# 原文段落

- - - -

丕鄭左思右想,決定搶在夷吾對自己下手之前,將其趕出晉國。

丕鄭自己沒這本事,他需要秦國的幫忙。

此時秦穆公嬴任好正為夷吾的出爾反爾惱怒不已,丕鄭抓住機會,適時進言:君王可知是誰不想把河外五城給您嗎?除了夷吾,還有呂甥、郤稱、郤芮,這些人都該受到懲處;您不妨遣使赴晉,以重金對呂甥等三人表示問候,並邀請他們赴秦聘問,藉機除掉他們;而我則可趁機驅逐夷吾,迎請公子重耳回國即位;如此一來,您的怨恨得解,河外五城也將盡數入秦。

嬴任好採納了丕鄭的建議,在丕鄭返晉之後,即遣使攜帶厚禮赴晉。

晉國朝堂上,秦使泠至的一番甜言蜜語引起了郤芮的懷疑:幣重而言甘,這肯定是個圈套,多半是丕鄭這小子出賣了我們!

郤芮婉言謝絕了秦國的好意,而後痛下殺手,將包括丕鄭在內的里克之黨幾乎盡數屠滅,只有丕鄭之子丕豹一人僥倖逃脫,跑到了秦國。

丕豹懇求秦國出兵伐晉,嬴任好覺得時機不成熟,沒有答應。


夷吾在剷除異己之後,拂去衣衫上的鮮血,正式開始了他的國君生涯。

這個原本苟且偷生的流亡公子,從自己獲取權勢的殘酷但卻成功的經歷中收穫了足夠的信心,變得日益膨脹起來。

- - - -

# 提供資料

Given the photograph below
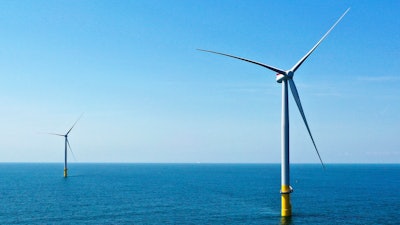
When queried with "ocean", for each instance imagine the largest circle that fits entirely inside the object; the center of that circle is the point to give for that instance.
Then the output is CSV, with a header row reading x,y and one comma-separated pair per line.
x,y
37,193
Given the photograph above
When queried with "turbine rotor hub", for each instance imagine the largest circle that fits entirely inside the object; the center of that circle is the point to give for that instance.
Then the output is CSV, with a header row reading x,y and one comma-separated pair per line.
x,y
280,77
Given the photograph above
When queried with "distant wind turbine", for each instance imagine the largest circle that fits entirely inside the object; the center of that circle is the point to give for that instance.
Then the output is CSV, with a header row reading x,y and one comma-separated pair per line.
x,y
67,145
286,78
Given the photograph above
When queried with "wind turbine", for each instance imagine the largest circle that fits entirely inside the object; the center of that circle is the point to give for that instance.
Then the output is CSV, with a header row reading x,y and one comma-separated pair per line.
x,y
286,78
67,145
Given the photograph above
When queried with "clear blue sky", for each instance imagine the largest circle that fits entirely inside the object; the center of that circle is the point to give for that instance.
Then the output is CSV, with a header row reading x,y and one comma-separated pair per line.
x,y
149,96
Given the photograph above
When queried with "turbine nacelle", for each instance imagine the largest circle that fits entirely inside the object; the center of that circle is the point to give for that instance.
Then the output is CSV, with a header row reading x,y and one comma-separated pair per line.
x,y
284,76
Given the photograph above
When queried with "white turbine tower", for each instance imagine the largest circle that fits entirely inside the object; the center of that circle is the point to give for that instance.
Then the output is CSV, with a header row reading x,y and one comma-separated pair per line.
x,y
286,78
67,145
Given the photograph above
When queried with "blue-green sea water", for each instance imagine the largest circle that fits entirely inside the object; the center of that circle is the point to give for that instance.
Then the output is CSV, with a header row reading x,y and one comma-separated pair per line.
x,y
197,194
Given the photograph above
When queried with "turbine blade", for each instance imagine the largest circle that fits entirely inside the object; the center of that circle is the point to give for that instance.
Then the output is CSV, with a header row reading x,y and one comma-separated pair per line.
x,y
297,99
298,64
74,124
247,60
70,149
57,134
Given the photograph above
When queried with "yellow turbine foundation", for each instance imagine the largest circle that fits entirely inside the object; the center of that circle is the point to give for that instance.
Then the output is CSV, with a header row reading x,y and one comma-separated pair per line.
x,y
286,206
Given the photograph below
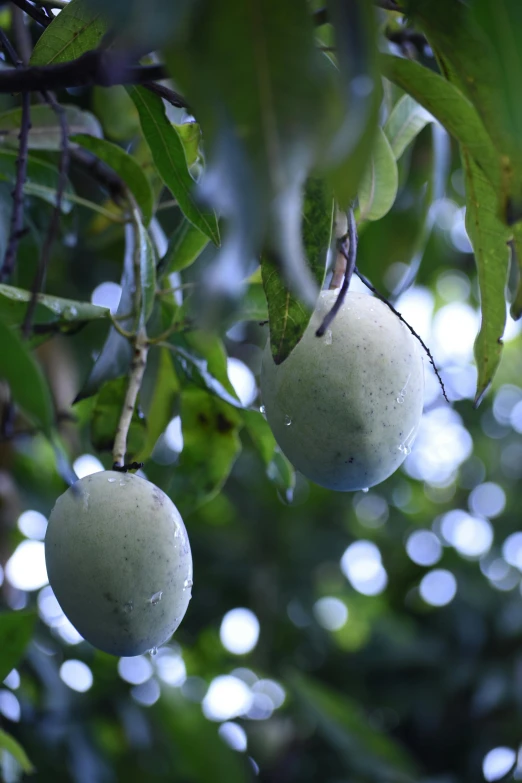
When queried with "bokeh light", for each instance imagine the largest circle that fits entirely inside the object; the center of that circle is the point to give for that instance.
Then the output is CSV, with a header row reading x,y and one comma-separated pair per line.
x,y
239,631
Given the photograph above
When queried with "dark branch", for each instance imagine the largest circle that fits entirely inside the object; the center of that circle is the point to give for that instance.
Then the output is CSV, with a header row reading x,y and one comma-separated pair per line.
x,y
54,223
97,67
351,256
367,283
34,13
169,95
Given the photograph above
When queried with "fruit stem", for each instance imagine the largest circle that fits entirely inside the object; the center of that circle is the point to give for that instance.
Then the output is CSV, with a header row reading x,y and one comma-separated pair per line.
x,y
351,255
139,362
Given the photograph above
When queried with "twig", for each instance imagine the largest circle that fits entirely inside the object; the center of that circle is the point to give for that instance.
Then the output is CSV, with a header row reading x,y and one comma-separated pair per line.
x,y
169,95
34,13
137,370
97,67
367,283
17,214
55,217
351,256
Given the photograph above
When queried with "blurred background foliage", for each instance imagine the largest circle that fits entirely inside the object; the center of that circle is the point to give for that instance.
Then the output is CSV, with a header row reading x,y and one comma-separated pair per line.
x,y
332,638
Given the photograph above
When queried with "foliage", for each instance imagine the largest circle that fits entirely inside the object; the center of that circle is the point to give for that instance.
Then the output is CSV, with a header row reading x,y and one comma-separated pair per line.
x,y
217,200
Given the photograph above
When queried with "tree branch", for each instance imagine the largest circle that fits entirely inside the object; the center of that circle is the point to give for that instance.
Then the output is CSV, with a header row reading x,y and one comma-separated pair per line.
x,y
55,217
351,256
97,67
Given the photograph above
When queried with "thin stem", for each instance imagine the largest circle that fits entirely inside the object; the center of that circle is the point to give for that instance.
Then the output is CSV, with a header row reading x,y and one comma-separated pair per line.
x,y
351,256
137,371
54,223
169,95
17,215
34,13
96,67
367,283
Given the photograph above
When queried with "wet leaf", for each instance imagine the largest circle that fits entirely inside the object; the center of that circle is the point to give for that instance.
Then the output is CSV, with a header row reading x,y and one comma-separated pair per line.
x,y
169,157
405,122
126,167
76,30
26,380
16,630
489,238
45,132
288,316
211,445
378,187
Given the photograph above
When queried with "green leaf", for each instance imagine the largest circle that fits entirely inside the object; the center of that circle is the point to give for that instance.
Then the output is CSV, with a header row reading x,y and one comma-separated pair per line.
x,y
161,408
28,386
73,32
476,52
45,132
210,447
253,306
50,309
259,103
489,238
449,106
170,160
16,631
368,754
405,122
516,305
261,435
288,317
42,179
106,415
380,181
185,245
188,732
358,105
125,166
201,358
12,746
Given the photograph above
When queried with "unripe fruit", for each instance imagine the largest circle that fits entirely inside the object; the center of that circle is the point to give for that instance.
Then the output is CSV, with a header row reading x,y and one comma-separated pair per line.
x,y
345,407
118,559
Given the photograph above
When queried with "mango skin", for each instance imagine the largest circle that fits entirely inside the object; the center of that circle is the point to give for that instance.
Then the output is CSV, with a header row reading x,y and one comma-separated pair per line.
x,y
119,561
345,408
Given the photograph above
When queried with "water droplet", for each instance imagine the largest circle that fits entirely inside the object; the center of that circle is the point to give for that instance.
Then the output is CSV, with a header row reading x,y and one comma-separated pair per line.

- - - -

# 任務目標
[1] 請把講述丕鄭與夷吾的文字中,從「郤芮婉言謝絕了秦國的好意,而」起到「夠的信心,變得日益膨脹起來。」止(首尾兩處均包括在內)的部分一字不差地謄寫出來。
[2] 請接在講述丕鄭與夷吾的文字末句之後,續寫下一段內容。
以上記錄與講述丕鄭與夷吾的文字毫無關聯。

# 任務結果
[1]
郤芮婉言謝絕了秦國的好意,而後痛下殺手,將包括丕鄭在內的里克之黨幾乎盡數屠滅,只有丕鄭之子丕豹一人僥倖逃脫,跑到了秦國。

丕豹懇求秦國出兵伐晉,嬴任好覺得時機不成熟,沒有答應。


夷吾在剷除異己之後,拂去衣衫上的鮮血,正式開始了他的國君生涯。

這個原本苟且偷生的流亡公子,從自己獲取權勢的殘酷但卻成功的經歷中收穫了足夠的信心,變得日益膨脹起來。

[2]
公元前649年春,周襄王姬鄭遣召武公和內史過前往晉國賜爵,夷吾接受時一副懶懶散散愛搭不理的模樣,絲毫沒把天子的使臣放在眼裡。

此舉令內史過大為光火,向天子復命時,他惡狠狠地詛咒了一通,稱晉國必然短命。

但是,志得意滿的夷吾卻決心要把晉國打造成一個「負責任」的大國了。

此年夏,在周王子姬帶的教唆下,揚、拒、泉、皋和伊洛之戎一起舉兵攻入周王城,火燒東門。

危難時刻,晉軍與秦軍聯合起來攻打戎人,解了周室燃眉之急。

秋天,夷吾又出面說和,使戎人與周天子達成和解。

雖然不久之後戎人捲土重來,但夷吾的威望畢竟得以樹立。

當此時,隨著齊桓公姜小白的日漸衰老和昏聵,東方霸主齊國的國際影響力江河日下。

若夷吾腦袋夠聰明,眼光夠長遠,在勤王的同時,與西邊的秦國保持最起碼的和平關係,抓住機遇,發展壯大,那麼晉國即便不能成為諸侯霸主,至少也可處於十分有利的局勢。

可是他偏偏幹了一件十分愚蠢的事。

公元前648年和647年,晉國連年歉收,發生了嚴重的大饑荒。

萬般無奈之下,晉國向秦國請求購買糧食。

雖然秦國眾臣爭議紛紛,秦穆公嬴任好仍以「國君雖惡,其民何罪」為由,答應賣糧給晉國。

《左傳·僖公十三年》書影

公元前647年冬,秦國開始向晉國輸粟,浩蕩的船隊從秦都雍城(在今陝西省鳳翔縣南)出發,沿渭河而東,至華陰轉黃河,又繼續向東轉汾河,最後轉澮河運入晉都絳城。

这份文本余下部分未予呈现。